_DIRECTIONS_
Reproduce all of the records below word for word, leaving out the pictures.

_MATERIALS PROVIDED_
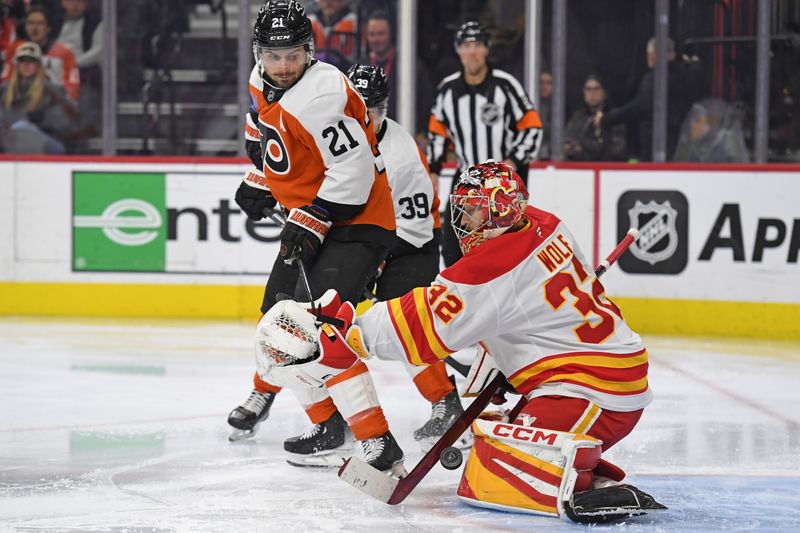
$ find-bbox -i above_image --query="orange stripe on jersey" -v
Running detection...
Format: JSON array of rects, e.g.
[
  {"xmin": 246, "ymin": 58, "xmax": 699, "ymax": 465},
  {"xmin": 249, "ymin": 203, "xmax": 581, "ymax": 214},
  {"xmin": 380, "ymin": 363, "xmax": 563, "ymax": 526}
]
[
  {"xmin": 416, "ymin": 287, "xmax": 455, "ymax": 363},
  {"xmin": 509, "ymin": 350, "xmax": 648, "ymax": 395},
  {"xmin": 386, "ymin": 298, "xmax": 425, "ymax": 366},
  {"xmin": 517, "ymin": 110, "xmax": 542, "ymax": 131},
  {"xmin": 428, "ymin": 115, "xmax": 446, "ymax": 137},
  {"xmin": 248, "ymin": 83, "xmax": 267, "ymax": 112},
  {"xmin": 417, "ymin": 145, "xmax": 442, "ymax": 229},
  {"xmin": 387, "ymin": 287, "xmax": 453, "ymax": 365},
  {"xmin": 244, "ymin": 122, "xmax": 261, "ymax": 139},
  {"xmin": 325, "ymin": 361, "xmax": 367, "ymax": 388},
  {"xmin": 253, "ymin": 372, "xmax": 281, "ymax": 394},
  {"xmin": 306, "ymin": 396, "xmax": 336, "ymax": 424}
]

_CORRECT ANSWER_
$ find-bbox -i above_image --query="orange stripe on jersey" -v
Running detection...
Format: JSON array of rects, e.g.
[
  {"xmin": 246, "ymin": 58, "xmax": 699, "ymax": 465},
  {"xmin": 249, "ymin": 203, "xmax": 581, "ymax": 214},
  {"xmin": 380, "ymin": 363, "xmax": 563, "ymax": 526}
]
[
  {"xmin": 416, "ymin": 287, "xmax": 455, "ymax": 363},
  {"xmin": 509, "ymin": 350, "xmax": 648, "ymax": 395},
  {"xmin": 386, "ymin": 298, "xmax": 425, "ymax": 366},
  {"xmin": 517, "ymin": 110, "xmax": 542, "ymax": 131},
  {"xmin": 428, "ymin": 115, "xmax": 446, "ymax": 137},
  {"xmin": 248, "ymin": 83, "xmax": 267, "ymax": 112},
  {"xmin": 417, "ymin": 145, "xmax": 442, "ymax": 229},
  {"xmin": 387, "ymin": 287, "xmax": 453, "ymax": 365},
  {"xmin": 244, "ymin": 122, "xmax": 261, "ymax": 139},
  {"xmin": 325, "ymin": 361, "xmax": 367, "ymax": 388},
  {"xmin": 253, "ymin": 372, "xmax": 281, "ymax": 394},
  {"xmin": 306, "ymin": 396, "xmax": 336, "ymax": 424}
]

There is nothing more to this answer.